- **PROMPT**:
Report how many lines in the listing below contain the string "handle". Case matters, so respond with that number alone.

□ □ □ □ □ □ □

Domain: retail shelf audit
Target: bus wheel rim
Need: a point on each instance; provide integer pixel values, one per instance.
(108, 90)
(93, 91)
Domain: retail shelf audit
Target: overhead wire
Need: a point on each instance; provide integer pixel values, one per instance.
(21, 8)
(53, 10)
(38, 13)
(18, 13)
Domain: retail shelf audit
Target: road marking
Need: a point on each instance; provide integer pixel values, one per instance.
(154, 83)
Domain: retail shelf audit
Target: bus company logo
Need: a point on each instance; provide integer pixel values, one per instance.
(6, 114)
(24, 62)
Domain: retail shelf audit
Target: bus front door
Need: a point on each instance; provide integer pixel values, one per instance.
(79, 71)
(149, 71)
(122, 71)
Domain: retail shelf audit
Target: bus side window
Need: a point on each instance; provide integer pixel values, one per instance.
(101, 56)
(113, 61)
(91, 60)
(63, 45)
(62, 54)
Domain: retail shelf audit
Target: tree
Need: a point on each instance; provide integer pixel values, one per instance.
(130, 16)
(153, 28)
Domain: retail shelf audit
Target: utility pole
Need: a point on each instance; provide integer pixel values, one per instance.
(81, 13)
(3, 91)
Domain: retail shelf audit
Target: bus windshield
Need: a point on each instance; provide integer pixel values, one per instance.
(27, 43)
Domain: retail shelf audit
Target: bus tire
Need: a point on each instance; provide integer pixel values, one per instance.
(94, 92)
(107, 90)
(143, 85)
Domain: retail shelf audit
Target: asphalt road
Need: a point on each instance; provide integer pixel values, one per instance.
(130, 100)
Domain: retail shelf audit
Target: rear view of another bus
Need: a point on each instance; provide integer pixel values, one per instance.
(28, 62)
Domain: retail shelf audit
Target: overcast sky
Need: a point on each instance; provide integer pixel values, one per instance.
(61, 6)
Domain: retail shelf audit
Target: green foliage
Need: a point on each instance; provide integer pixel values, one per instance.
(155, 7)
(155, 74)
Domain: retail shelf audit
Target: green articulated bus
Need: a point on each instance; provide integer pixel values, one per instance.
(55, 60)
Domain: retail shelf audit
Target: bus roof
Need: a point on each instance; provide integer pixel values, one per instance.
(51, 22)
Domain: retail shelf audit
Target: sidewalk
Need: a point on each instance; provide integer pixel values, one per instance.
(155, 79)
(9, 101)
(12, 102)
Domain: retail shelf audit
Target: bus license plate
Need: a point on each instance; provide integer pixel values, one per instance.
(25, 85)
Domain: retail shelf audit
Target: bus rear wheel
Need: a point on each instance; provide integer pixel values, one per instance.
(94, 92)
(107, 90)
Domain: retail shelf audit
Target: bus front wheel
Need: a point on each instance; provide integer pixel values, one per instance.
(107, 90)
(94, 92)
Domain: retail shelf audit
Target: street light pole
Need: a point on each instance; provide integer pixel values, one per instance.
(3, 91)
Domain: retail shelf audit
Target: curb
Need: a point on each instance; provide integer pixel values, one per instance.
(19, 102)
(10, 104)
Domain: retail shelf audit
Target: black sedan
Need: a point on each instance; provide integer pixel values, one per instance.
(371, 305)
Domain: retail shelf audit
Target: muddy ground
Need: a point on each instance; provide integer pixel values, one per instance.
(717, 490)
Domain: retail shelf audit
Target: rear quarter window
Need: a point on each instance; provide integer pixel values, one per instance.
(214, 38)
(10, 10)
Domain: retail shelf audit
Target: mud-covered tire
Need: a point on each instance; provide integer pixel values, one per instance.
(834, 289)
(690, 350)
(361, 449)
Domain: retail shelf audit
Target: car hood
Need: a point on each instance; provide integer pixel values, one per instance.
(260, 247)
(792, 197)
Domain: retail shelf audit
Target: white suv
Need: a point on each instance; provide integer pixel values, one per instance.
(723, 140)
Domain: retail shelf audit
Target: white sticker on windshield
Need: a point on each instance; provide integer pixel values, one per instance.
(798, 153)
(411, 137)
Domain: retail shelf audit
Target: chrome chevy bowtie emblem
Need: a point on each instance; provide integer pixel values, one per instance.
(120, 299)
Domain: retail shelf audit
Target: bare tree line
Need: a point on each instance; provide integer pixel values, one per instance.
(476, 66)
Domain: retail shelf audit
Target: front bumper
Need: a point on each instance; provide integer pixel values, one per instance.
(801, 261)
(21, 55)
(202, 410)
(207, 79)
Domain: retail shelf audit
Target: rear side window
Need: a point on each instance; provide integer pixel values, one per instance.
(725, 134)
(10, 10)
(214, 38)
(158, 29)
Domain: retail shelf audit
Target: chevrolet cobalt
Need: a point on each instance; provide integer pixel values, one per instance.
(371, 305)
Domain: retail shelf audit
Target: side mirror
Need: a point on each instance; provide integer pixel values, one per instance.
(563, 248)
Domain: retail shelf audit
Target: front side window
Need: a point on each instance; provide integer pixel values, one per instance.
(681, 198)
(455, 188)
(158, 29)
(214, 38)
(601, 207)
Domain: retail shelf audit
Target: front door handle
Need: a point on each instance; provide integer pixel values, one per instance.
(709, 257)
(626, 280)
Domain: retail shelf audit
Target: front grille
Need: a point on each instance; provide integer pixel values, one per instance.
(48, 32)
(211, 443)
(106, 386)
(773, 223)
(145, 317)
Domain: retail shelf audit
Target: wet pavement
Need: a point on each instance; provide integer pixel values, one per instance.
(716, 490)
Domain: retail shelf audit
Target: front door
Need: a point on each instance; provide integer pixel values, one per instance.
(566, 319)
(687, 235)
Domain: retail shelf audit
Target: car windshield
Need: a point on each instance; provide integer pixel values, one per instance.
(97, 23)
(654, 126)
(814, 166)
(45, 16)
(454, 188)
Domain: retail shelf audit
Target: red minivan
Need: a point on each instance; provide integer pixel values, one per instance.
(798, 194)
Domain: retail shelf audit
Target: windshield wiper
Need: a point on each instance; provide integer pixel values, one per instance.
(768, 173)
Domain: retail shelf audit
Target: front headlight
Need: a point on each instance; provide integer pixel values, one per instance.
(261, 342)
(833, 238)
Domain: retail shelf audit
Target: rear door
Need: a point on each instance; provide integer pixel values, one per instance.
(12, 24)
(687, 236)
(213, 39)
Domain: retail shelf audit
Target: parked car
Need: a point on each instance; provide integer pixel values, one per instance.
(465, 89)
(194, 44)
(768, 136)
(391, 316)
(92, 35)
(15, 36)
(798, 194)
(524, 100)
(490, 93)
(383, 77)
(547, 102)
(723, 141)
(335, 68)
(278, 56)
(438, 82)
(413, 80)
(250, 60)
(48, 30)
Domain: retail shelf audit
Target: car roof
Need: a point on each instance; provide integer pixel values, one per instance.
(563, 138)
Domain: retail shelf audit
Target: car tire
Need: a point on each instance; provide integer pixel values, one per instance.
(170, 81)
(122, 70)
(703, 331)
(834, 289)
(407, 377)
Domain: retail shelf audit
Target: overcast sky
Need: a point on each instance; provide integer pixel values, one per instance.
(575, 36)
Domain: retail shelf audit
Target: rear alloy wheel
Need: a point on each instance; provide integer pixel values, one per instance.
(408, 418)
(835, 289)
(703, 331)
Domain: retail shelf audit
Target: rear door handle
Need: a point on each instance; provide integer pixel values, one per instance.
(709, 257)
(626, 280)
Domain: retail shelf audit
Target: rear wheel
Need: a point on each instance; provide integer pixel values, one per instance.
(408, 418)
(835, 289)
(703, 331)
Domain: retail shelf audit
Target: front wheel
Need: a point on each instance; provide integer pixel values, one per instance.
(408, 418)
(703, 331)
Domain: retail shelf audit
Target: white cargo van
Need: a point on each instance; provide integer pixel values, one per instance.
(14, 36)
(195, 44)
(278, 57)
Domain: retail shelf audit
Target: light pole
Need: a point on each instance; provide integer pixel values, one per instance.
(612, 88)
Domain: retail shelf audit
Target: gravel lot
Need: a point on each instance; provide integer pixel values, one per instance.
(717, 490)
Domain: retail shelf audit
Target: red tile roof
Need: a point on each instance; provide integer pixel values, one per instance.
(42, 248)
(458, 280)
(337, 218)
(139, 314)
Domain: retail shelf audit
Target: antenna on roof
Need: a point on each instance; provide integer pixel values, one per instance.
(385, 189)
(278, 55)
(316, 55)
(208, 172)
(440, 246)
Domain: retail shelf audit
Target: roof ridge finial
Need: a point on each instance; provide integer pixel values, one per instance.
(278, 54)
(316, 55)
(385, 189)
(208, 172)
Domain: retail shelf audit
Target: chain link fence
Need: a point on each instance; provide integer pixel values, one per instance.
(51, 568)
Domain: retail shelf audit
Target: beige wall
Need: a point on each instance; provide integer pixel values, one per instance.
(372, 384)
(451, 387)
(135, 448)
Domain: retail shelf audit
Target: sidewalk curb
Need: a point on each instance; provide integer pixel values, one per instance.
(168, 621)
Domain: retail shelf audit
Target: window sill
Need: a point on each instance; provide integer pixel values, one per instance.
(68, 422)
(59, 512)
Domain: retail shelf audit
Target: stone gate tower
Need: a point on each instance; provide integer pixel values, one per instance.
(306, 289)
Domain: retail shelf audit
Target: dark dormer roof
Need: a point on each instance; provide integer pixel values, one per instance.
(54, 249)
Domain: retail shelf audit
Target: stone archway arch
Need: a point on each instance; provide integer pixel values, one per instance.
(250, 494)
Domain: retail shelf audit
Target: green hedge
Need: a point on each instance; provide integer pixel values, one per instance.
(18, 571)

□ □ □ □ □ □ □

- **FINISHED EXERCISE**:
2